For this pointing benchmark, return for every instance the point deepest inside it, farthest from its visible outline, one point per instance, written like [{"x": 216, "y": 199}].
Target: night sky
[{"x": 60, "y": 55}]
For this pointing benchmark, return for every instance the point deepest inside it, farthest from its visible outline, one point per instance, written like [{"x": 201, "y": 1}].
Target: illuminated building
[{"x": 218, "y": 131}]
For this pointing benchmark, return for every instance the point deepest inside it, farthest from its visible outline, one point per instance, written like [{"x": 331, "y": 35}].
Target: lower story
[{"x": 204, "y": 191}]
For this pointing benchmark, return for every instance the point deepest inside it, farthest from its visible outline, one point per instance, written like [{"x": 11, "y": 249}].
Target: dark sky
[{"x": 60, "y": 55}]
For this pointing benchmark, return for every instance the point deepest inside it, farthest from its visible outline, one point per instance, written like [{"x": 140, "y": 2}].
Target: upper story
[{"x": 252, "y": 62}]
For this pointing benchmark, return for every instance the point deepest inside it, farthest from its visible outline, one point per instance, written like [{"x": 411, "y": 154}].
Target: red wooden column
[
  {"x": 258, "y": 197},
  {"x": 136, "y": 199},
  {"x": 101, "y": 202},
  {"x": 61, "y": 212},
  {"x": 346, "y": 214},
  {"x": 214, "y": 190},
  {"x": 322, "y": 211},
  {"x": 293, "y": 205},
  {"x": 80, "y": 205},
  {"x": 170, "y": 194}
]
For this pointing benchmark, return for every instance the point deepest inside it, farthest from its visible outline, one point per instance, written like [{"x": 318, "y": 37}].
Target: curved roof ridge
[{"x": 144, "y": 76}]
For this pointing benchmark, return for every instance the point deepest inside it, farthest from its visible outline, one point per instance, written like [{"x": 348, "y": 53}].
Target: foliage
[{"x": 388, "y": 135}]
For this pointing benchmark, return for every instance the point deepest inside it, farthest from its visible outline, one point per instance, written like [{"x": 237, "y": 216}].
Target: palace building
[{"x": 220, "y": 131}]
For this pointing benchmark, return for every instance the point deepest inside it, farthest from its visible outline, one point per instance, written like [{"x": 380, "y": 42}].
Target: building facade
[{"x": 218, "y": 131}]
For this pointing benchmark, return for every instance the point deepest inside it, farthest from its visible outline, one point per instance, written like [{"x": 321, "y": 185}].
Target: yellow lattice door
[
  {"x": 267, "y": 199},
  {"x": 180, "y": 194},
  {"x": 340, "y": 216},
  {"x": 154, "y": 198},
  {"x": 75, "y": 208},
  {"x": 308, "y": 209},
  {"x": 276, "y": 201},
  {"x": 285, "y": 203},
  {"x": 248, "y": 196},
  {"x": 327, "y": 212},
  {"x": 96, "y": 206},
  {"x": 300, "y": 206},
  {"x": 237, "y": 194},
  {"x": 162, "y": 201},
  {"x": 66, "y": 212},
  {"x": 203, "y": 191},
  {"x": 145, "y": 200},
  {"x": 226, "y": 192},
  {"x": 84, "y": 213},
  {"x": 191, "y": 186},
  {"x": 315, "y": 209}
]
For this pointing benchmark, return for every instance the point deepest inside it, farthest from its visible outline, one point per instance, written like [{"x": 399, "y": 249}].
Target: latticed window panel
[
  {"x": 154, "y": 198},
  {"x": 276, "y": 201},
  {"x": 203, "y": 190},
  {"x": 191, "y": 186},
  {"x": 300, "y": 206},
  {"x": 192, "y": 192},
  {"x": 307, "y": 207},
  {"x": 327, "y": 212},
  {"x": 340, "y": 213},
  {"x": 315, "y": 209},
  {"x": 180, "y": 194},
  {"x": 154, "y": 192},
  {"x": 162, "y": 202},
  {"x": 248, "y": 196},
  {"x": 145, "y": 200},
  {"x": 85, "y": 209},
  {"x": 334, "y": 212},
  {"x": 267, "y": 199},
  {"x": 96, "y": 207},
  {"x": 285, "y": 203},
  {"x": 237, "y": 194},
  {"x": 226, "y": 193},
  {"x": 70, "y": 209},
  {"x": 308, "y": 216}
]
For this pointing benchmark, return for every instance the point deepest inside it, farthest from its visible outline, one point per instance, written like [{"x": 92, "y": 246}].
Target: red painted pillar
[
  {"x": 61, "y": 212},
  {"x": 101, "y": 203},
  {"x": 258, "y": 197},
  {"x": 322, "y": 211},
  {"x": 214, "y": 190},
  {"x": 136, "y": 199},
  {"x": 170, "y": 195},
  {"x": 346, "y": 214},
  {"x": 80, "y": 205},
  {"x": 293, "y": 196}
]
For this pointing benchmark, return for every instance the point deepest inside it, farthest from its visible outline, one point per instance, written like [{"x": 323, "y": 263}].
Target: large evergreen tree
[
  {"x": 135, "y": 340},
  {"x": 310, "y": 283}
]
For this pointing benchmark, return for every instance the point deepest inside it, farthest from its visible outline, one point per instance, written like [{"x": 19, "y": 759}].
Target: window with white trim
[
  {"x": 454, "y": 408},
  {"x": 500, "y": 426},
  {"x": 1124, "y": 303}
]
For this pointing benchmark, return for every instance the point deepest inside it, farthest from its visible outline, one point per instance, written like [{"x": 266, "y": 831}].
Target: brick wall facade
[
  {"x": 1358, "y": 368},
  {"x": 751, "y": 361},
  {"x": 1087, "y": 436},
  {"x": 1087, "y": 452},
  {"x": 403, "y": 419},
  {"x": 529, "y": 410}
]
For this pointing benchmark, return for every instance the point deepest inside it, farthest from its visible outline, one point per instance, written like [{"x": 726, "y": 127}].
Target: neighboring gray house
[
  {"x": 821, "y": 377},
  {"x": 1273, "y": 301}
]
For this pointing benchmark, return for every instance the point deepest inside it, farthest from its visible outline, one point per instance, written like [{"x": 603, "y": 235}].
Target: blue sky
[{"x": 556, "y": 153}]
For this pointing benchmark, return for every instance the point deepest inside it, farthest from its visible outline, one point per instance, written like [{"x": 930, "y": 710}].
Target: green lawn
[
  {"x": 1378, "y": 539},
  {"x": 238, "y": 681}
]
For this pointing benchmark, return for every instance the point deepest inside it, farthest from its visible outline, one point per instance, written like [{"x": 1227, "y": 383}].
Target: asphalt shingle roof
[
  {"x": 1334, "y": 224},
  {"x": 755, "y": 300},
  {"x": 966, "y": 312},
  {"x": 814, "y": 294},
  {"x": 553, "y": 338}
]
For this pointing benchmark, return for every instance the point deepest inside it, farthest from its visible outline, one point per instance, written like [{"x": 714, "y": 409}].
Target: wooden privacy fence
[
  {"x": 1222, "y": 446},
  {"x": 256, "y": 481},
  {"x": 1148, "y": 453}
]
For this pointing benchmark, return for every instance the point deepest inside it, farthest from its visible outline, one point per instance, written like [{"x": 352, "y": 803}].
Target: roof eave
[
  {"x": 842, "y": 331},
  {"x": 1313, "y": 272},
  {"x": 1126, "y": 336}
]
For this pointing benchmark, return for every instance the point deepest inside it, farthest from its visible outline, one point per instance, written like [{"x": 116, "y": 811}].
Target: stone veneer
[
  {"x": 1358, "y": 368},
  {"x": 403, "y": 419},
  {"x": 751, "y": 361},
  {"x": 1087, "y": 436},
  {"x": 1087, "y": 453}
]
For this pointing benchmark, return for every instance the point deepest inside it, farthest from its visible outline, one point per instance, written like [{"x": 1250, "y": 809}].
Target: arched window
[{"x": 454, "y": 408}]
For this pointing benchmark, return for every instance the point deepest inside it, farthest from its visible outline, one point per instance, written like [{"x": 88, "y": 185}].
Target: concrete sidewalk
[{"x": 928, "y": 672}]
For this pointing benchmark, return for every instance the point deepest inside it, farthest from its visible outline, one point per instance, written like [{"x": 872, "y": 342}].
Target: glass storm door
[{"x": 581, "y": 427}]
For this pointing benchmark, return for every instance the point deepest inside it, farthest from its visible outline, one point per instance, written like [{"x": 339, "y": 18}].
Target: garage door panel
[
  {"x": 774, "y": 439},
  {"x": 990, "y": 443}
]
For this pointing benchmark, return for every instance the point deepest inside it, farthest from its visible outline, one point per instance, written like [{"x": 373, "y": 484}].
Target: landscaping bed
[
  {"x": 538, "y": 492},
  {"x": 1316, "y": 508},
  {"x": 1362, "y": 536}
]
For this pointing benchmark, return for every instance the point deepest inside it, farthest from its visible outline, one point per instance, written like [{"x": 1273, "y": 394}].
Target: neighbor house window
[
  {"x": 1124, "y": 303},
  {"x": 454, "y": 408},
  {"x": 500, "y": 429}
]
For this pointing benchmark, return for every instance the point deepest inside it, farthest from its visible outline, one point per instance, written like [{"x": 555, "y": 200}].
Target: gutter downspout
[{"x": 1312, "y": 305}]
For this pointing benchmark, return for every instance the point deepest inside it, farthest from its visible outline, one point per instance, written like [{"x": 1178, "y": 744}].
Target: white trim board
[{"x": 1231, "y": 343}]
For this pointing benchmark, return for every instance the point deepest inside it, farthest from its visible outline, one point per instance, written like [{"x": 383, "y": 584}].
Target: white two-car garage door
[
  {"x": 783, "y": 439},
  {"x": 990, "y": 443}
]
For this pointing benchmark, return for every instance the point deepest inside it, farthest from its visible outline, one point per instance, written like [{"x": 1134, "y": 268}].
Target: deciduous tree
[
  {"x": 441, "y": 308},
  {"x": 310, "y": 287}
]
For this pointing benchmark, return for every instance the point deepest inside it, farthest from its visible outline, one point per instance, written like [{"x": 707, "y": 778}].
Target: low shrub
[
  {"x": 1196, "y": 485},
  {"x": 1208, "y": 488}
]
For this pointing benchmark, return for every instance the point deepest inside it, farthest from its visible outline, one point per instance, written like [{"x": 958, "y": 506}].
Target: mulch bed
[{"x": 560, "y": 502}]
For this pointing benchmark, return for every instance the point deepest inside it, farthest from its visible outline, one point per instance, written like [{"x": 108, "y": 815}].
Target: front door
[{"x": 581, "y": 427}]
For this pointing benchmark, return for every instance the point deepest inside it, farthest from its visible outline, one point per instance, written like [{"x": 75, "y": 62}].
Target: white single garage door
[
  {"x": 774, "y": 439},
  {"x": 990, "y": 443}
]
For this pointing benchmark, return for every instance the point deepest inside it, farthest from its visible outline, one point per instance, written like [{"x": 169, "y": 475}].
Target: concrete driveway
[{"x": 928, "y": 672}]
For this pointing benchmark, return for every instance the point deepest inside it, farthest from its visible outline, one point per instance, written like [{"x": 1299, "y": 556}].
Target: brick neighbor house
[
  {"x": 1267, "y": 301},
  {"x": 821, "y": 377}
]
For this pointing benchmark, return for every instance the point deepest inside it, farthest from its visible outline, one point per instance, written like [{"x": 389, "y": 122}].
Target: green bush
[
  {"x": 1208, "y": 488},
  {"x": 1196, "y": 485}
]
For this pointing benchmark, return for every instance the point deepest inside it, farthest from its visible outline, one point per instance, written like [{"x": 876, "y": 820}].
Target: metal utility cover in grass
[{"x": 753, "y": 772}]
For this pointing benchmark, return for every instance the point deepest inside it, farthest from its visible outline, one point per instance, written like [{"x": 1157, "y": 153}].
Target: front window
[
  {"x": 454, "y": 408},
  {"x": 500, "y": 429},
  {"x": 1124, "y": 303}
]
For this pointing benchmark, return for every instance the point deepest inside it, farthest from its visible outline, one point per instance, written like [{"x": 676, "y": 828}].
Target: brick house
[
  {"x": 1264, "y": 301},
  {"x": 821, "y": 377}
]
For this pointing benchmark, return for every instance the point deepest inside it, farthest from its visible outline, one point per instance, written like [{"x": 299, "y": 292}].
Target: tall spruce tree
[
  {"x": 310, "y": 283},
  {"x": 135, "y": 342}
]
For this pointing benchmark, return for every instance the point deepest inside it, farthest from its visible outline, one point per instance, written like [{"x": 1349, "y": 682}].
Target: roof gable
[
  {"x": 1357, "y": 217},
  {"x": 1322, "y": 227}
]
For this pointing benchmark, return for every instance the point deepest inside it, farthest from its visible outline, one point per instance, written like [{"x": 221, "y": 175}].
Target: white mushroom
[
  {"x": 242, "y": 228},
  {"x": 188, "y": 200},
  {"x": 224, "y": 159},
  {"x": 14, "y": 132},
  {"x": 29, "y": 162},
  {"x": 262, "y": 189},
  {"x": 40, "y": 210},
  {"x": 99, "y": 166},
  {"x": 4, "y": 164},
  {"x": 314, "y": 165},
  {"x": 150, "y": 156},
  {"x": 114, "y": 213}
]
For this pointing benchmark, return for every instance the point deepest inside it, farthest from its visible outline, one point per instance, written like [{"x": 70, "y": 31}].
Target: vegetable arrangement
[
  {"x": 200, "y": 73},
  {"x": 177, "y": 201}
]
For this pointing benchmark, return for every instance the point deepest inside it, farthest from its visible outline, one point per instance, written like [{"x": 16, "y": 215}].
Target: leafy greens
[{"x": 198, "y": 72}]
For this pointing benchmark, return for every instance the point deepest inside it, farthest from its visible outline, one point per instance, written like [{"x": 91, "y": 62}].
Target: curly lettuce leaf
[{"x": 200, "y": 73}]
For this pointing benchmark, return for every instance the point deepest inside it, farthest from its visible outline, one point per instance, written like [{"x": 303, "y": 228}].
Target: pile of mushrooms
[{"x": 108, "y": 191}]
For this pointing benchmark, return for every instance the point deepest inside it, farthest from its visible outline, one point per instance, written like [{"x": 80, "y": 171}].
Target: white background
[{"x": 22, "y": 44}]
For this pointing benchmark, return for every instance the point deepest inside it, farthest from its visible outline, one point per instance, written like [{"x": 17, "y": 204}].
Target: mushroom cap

....................

• _DO THIS_: Count the lines of the material above that contain the string "panel", matching case exactly. Reply with the number only.

• _TASK RESULT_: 2